* **HOW TO COMPLETE THIS TASK**
Once you reach the line containing "For practice, label the woman's raised", write out that line and every remaining line of the records exactly.

* **MATERIAL FOR THE TASK**
* * * *

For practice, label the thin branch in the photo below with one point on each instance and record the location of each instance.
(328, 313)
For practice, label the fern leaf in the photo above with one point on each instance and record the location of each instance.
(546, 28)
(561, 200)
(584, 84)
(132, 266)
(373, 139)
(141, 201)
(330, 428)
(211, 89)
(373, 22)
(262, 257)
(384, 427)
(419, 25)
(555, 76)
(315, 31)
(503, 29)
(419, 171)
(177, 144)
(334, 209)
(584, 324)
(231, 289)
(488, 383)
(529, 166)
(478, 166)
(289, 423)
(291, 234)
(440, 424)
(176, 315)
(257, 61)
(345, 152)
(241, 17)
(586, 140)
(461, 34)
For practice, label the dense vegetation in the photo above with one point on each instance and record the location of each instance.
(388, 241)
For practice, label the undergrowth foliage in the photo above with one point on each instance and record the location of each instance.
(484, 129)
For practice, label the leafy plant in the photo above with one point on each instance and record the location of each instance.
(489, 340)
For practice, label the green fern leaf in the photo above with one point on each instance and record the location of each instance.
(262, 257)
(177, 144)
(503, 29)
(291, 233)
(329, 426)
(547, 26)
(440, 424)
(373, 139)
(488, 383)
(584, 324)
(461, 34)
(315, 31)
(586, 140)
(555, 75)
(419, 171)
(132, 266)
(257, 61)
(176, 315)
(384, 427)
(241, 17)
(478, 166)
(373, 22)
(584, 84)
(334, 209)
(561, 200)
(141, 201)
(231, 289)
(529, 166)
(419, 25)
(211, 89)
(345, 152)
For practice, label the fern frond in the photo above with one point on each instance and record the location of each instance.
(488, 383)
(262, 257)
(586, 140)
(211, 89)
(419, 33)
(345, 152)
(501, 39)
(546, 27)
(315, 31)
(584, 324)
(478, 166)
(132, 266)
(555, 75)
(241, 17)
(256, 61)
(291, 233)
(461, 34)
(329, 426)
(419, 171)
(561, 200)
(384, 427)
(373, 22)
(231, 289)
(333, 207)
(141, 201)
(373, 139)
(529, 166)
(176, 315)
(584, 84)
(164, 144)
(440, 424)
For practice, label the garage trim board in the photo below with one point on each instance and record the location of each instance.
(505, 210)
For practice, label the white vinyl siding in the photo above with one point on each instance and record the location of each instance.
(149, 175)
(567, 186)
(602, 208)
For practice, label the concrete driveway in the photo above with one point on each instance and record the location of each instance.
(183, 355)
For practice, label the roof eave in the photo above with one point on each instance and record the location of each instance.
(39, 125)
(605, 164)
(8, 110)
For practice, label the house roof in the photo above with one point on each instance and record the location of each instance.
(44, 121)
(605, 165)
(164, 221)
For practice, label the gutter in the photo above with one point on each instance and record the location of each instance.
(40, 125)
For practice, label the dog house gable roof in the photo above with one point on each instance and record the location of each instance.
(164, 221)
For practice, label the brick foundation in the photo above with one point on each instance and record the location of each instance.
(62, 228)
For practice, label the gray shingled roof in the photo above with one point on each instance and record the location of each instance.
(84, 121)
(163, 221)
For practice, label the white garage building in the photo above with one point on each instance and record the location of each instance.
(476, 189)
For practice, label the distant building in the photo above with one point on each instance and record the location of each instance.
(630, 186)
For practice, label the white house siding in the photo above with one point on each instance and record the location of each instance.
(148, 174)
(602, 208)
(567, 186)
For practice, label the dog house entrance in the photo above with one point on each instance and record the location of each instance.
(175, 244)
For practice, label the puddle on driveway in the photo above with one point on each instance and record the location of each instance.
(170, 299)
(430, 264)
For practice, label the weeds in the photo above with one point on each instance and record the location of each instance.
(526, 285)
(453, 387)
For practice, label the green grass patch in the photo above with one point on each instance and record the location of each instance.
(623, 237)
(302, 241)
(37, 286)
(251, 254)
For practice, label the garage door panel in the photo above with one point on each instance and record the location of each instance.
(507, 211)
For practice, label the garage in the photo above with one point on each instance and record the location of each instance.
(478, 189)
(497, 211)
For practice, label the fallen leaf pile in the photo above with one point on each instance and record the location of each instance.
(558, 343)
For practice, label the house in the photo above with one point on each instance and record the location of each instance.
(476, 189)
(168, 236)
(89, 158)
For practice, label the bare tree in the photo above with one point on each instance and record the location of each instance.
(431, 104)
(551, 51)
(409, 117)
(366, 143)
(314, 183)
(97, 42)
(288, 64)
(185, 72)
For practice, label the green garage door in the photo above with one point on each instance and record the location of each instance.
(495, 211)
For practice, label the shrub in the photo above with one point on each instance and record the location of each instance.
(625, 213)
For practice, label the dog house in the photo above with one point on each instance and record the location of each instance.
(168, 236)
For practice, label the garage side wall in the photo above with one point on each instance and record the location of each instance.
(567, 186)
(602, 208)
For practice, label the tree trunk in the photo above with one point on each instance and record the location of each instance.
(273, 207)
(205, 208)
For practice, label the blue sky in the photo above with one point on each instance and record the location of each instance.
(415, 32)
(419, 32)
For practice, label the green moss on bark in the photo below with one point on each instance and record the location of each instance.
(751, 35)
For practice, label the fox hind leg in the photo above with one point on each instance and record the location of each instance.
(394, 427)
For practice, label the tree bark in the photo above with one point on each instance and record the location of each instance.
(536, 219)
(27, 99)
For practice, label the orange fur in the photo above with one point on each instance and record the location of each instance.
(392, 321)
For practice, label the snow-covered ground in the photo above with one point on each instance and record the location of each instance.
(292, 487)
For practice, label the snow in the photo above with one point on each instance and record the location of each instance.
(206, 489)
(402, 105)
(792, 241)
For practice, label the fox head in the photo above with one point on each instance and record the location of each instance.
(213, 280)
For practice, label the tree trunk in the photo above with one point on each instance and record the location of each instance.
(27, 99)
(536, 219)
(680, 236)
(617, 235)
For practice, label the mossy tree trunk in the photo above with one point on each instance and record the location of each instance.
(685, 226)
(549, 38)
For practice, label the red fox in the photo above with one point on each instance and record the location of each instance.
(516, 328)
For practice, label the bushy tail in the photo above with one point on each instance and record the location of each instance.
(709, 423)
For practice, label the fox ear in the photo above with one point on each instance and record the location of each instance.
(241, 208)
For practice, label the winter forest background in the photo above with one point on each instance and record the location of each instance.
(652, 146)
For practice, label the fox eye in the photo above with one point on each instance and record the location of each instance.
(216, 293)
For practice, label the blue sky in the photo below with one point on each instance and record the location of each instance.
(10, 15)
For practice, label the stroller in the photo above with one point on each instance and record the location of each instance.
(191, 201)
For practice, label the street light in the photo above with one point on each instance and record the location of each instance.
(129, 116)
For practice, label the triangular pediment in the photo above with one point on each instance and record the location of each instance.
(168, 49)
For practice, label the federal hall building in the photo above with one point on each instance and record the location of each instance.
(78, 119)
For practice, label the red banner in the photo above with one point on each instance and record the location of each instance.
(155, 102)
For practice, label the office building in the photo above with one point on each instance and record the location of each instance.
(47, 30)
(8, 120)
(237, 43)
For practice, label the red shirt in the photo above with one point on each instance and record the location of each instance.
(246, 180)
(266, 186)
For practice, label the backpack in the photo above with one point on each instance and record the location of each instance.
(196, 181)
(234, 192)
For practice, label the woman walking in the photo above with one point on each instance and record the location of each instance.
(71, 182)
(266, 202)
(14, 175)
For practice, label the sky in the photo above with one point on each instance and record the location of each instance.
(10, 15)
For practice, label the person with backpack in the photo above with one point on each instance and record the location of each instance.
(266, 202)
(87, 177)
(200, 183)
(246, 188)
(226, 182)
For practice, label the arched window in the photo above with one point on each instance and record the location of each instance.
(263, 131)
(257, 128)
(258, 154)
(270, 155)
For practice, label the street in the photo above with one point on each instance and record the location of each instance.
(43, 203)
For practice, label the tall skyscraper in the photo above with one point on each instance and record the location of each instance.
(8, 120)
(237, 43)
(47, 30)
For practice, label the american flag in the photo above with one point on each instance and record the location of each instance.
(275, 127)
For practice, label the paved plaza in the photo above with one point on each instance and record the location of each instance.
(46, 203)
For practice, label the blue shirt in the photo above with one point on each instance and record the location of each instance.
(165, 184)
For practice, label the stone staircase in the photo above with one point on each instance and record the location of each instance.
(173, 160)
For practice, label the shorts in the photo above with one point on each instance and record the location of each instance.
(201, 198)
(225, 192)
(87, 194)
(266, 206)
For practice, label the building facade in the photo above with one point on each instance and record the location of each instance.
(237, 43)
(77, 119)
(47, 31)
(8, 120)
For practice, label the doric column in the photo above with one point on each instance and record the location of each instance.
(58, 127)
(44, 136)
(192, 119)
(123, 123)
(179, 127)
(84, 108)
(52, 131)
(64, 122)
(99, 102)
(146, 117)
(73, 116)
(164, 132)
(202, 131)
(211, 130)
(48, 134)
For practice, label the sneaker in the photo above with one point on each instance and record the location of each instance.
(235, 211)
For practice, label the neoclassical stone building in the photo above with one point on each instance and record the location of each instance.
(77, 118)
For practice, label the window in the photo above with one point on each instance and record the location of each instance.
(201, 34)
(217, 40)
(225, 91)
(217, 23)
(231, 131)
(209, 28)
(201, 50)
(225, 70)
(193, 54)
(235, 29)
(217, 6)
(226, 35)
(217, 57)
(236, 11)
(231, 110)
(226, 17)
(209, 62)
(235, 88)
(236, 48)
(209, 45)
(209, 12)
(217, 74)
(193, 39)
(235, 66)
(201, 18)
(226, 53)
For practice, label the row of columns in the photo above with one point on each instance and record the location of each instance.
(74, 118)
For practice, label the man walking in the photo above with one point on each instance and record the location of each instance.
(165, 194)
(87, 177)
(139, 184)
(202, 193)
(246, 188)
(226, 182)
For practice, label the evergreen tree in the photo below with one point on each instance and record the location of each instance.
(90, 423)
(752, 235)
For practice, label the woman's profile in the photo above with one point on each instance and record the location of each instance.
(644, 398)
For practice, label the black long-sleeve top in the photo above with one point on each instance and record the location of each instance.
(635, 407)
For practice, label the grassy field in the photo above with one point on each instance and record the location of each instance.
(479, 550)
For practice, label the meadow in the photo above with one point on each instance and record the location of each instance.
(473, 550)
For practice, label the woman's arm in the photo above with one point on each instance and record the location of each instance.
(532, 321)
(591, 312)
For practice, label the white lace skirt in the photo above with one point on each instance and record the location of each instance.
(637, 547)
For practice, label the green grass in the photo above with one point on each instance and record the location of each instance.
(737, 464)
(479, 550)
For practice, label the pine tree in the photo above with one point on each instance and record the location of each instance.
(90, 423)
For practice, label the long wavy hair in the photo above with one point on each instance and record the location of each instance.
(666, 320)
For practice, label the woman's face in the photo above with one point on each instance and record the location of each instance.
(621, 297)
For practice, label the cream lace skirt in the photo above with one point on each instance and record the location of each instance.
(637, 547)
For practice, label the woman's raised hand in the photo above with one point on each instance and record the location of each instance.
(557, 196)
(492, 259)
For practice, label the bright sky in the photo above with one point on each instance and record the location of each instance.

* * * *

* **RESPONSE TO THE TASK**
For practice, label the woman's raised hand in the photo above with one point on each instance and record the location of each instance.
(557, 196)
(492, 259)
For practice, label the bright sky in the photo above with one point on each instance and record the location of each instance.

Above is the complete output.